List every line in the material below that contains the word "white", matching case exactly.

++++ MATERIAL SUPPLIED

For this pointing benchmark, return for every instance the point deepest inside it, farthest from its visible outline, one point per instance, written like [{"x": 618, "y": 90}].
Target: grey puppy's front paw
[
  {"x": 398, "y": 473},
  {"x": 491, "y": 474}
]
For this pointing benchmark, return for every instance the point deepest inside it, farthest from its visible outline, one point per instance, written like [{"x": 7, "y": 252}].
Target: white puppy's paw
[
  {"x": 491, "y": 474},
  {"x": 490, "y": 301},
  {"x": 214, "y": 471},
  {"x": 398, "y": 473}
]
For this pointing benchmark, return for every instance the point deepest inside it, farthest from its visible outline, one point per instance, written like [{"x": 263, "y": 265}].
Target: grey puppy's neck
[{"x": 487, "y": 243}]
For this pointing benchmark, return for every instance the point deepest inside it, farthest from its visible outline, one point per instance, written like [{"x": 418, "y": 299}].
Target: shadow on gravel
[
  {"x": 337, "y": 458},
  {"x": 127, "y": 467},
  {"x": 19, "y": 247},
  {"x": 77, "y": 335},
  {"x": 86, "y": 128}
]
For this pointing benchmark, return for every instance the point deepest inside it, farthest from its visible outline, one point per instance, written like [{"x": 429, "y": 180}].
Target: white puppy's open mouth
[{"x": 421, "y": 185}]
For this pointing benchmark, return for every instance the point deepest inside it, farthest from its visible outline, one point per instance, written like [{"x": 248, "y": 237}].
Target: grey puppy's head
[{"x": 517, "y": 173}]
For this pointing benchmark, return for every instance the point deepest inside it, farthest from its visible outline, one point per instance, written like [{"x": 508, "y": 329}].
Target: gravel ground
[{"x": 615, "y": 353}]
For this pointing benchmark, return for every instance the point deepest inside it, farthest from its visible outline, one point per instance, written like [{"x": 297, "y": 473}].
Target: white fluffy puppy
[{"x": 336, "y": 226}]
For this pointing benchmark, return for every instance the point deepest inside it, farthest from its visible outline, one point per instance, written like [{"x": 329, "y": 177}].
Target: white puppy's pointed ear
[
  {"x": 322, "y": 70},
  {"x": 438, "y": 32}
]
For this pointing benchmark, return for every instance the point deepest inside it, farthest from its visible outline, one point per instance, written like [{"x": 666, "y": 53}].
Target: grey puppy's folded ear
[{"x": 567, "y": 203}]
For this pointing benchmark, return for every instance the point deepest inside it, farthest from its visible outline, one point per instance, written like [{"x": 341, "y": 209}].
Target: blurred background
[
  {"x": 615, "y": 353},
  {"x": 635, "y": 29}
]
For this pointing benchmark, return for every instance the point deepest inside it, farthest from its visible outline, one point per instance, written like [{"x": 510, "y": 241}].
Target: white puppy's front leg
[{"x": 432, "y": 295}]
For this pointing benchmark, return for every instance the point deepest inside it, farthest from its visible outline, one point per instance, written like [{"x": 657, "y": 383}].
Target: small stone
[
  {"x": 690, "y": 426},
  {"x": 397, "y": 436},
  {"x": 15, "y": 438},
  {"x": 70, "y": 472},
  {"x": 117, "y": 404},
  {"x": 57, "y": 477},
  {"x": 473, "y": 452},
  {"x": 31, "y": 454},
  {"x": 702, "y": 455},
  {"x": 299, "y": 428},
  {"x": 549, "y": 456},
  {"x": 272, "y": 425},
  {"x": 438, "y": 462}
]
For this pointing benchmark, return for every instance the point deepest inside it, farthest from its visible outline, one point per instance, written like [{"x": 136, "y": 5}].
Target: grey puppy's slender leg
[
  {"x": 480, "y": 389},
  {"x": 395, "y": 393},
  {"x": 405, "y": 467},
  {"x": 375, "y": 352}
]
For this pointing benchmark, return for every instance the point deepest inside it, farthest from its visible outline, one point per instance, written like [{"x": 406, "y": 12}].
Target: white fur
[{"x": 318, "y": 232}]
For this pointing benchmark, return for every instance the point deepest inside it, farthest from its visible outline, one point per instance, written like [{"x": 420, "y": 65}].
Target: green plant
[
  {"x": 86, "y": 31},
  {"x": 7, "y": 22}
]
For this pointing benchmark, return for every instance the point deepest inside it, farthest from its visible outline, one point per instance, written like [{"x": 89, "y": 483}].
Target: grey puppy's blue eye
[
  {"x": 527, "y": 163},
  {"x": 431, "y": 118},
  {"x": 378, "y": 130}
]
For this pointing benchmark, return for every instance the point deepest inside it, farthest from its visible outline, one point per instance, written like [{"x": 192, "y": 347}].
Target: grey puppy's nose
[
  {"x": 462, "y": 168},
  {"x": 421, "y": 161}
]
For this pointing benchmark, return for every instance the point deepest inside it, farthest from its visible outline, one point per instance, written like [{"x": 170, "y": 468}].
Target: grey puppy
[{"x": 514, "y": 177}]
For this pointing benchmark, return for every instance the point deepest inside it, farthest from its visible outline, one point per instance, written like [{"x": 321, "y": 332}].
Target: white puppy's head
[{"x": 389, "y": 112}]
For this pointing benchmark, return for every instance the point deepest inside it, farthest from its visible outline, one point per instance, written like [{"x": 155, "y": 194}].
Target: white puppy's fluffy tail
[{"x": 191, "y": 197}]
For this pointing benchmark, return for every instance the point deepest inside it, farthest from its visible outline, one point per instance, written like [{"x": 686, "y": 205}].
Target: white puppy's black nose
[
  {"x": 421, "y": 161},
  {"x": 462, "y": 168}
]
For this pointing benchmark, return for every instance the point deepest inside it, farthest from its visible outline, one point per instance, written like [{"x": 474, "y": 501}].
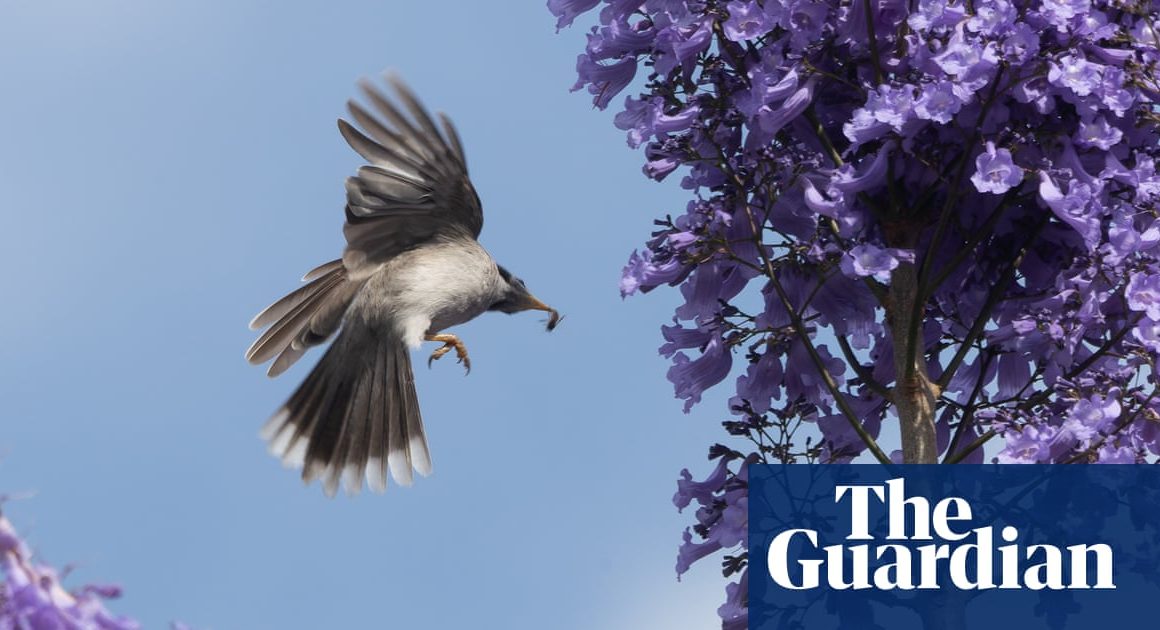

++++++++

**TASK RESPONSE:**
Target: white puppy's paw
Target: white puppy's open mouth
Target: white fluffy puppy
Target: white puppy's pointed ear
Target: white puppy's front leg
Target: white fur
Target: white puppy's head
Target: white puppy's fluffy tail
Target: white puppy's black nose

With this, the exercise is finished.